▶ _SOURCE DOCUMENT_
A: This was a Carter initiative. Not only did they radically increase the flow of aid to Indonesia, but Walter Mondale, who was then vice president, flew to Jakarta in 1978. That was the period of the worst atrocities, which were well known incidentally, I mean the press wasn't reporting them, but there were plenty of other sources. Surely US intelligence knew all about it. Mondale went to Jakarta. He was terribly impressed by how wonderful it was. He telegraphed back to Washington that they ought to send them more jet planes. Carter couldn't do that because of congressional legislation that prevented direct military aid to human rights violators, so they arranged with Israel to ship American jets to Indonesia. That was all White House initiatives.

Q: What could have been his motivations?

A: His motivations were ``stability'' and the usual things. When you ask whether Carter was a hypocrite or not, I haven't the slightest idea. You'd have to get into his head and find out. Maybe he believed he was doing the right thing, who knows? In my opinion, these are not very interesting questions. Most people, we all know from our own personal experiences, if not from reading history, that it's very easy to construct a pattern of justification for just about anything you choose to do. I mean none of us are so saintly that we haven't done ugly and unpleasant things in our lives, like maybe you took a toy from your five-year-old brother when you were a kid or something. Just ask yourself, anybody can ask themselves, how often did I say to myself, ``Boy I'm really rotten, but this is what I feel like doing.'' Very rarely. Usually you set up a pattern of justification that makes it exactly the right thing to do. That's the way beliefs are formed.

▶ _RECORDS_

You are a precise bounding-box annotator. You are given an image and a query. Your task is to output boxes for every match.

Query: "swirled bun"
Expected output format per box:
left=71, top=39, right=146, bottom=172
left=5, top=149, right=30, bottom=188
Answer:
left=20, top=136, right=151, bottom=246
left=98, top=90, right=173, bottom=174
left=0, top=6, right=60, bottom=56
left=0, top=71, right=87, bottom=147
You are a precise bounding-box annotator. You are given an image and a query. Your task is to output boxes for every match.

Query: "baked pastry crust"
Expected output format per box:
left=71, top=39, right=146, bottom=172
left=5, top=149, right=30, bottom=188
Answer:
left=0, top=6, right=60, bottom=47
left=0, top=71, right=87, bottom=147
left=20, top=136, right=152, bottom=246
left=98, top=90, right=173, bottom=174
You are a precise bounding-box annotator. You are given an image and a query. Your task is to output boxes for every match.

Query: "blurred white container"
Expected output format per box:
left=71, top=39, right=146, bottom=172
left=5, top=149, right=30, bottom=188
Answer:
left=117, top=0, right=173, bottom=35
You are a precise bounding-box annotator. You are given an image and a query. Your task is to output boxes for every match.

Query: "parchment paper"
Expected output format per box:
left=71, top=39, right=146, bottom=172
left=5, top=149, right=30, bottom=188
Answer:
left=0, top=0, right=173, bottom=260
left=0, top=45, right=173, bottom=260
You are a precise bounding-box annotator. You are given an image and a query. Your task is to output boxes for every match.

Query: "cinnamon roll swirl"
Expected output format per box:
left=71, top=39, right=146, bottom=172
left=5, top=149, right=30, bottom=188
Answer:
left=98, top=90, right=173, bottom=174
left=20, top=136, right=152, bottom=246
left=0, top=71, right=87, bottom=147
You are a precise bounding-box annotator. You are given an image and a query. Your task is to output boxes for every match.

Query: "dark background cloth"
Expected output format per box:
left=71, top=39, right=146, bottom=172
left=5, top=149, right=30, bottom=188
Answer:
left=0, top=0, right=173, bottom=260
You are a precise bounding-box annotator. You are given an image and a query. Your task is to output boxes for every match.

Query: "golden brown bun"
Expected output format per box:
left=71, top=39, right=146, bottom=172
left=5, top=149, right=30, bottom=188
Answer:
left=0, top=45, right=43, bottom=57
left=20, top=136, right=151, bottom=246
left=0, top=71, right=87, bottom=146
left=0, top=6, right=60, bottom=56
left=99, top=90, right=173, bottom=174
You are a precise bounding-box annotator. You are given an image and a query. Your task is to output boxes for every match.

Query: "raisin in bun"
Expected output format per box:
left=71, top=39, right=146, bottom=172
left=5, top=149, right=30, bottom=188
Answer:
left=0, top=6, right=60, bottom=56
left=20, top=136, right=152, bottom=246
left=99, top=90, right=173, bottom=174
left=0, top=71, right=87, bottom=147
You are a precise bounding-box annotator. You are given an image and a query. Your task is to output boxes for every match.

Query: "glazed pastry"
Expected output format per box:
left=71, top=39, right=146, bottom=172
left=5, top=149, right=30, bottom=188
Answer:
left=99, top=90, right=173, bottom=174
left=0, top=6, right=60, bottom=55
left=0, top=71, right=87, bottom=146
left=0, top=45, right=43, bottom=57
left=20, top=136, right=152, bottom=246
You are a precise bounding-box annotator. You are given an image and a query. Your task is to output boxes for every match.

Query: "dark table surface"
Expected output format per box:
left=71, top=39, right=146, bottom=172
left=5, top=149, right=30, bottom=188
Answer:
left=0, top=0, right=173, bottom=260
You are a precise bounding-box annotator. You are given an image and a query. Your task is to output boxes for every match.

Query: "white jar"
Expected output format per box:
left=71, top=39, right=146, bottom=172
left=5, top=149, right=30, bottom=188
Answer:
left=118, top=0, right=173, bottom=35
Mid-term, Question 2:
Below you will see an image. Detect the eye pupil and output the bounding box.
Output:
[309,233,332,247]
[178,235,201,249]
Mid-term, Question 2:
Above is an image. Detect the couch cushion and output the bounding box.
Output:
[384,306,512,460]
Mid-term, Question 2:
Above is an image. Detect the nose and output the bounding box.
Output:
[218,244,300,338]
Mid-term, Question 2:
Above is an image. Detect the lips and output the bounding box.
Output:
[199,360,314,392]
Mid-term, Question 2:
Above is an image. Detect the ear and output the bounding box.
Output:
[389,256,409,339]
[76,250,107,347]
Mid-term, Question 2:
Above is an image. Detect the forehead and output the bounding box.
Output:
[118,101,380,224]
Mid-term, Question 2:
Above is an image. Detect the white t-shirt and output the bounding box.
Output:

▶ _WORK INSTRUCTIONS_
(a) Using the interview on Carter and Indonesia, decide whether each statement agrees with it: (i) Mondale traveled to Jakarta in 1978. (ii) The jets reached Indonesia directly from the United States. (iii) The speaker judges Carter to have been a hypocrite. Answer yes or no for each, and quote the deciding words.
(b) Please output the part of the interview on Carter and Indonesia that begins at the words "A: This was" and stops after "been his motivations?".

▶ _SOLVED TASKS_
(a)
(i) Yes: "flew to Jakarta in 1978"
(ii) No: "so they arranged with Israel to ship American jets to Indonesia"
(iii) No: "I haven't the slightest idea"

(b)
A: This was a Carter initiative. Not only did they radically increase the flow of aid to Indonesia, but Walter Mondale, who was then vice president, flew to Jakarta in 1978. That was the period of the worst atrocities, which were well known incidentally, I mean the press wasn't reporting them, but there were plenty of other sources. Surely US intelligence knew all about it. Mondale went to Jakarta. He was terribly impressed by how wonderful it was. He telegraphed back to Washington that they ought to send them more jet planes. Carter couldn't do that because of congressional legislation that prevented direct military aid to human rights violators, so they arranged with Israel to ship American jets to Indonesia. That was all White House initiatives.

Q: What could have been his motivations?